- _Task_:
Copy the records word for word from their first line up to and including the line with "[180,186,210,218]".

- _Data listing_:

## BEGIN

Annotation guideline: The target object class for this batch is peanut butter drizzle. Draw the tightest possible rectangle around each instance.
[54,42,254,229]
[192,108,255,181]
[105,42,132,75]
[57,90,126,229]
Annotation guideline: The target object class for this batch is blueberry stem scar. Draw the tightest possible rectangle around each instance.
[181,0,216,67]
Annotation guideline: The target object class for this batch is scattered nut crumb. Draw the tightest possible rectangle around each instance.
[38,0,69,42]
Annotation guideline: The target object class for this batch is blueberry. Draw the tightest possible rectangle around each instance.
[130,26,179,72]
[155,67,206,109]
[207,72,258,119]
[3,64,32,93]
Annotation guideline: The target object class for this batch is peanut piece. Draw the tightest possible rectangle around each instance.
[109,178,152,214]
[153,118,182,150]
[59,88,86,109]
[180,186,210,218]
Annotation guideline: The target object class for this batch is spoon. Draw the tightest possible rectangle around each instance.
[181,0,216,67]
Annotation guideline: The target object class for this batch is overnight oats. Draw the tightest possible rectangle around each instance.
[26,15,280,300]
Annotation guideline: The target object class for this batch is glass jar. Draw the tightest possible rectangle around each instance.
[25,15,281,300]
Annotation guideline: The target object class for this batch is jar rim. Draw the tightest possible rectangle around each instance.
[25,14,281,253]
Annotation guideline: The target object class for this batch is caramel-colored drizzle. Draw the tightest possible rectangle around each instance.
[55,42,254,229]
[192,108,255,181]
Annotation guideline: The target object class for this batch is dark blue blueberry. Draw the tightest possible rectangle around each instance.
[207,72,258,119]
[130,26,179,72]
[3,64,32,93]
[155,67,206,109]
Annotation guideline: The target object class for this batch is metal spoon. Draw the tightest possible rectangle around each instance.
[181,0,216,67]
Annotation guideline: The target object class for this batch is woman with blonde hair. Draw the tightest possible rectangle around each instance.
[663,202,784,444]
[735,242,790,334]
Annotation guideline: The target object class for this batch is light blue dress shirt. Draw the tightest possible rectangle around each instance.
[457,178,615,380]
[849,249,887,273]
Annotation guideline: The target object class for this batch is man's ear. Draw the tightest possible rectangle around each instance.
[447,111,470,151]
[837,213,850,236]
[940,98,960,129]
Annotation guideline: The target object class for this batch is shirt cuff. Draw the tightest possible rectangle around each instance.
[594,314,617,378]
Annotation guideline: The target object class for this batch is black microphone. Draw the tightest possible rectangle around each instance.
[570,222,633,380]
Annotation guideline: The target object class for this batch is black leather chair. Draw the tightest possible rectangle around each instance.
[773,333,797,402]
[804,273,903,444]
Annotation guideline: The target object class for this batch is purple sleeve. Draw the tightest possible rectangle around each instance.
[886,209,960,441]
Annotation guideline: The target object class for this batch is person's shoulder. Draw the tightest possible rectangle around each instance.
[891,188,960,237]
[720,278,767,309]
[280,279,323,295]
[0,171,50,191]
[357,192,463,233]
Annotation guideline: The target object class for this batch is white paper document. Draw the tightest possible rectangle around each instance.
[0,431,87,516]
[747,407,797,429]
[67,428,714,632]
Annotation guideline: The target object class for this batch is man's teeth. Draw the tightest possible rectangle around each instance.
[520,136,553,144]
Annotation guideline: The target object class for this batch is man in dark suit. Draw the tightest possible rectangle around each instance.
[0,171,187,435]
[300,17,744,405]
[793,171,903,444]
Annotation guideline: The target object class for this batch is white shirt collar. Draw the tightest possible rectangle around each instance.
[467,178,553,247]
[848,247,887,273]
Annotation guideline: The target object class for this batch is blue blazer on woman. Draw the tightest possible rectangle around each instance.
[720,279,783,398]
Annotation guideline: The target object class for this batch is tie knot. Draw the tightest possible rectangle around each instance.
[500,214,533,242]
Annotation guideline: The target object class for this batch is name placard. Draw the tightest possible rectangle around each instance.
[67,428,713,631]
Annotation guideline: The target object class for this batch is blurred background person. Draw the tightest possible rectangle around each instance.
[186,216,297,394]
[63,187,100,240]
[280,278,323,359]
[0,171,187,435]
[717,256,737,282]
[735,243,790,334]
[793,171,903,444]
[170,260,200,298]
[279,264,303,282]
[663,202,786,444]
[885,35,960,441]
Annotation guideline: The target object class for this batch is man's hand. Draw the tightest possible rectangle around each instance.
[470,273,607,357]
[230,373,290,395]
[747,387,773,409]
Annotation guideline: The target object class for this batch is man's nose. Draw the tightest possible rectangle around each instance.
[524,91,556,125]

## END

- _Output for this exercise_:
Annotation guideline: The target object class for this batch is peanut butter drizzle. Draw the tightest possible rectangle around each instance.
[54,42,254,229]
[192,108,255,181]
[105,42,132,75]
[57,90,126,229]
Annotation guideline: The target object class for this batch is blueberry stem scar. Draw the tightest possible rectangle around each instance.
[181,0,216,67]
Annotation guideline: The target object class for this batch is scattered nut crumb. Draw the tightest possible rectangle around each instance.
[38,0,69,42]
Annotation guideline: The target object class for this batch is blueberry. Draw the tightest possible rectangle around each instance.
[130,26,179,72]
[155,67,206,109]
[207,72,258,119]
[3,64,32,93]
Annotation guideline: The target object class for this batch is peanut piece. Draw the tightest possible rectangle around each instance.
[109,178,152,214]
[153,118,182,150]
[59,88,86,109]
[180,186,210,218]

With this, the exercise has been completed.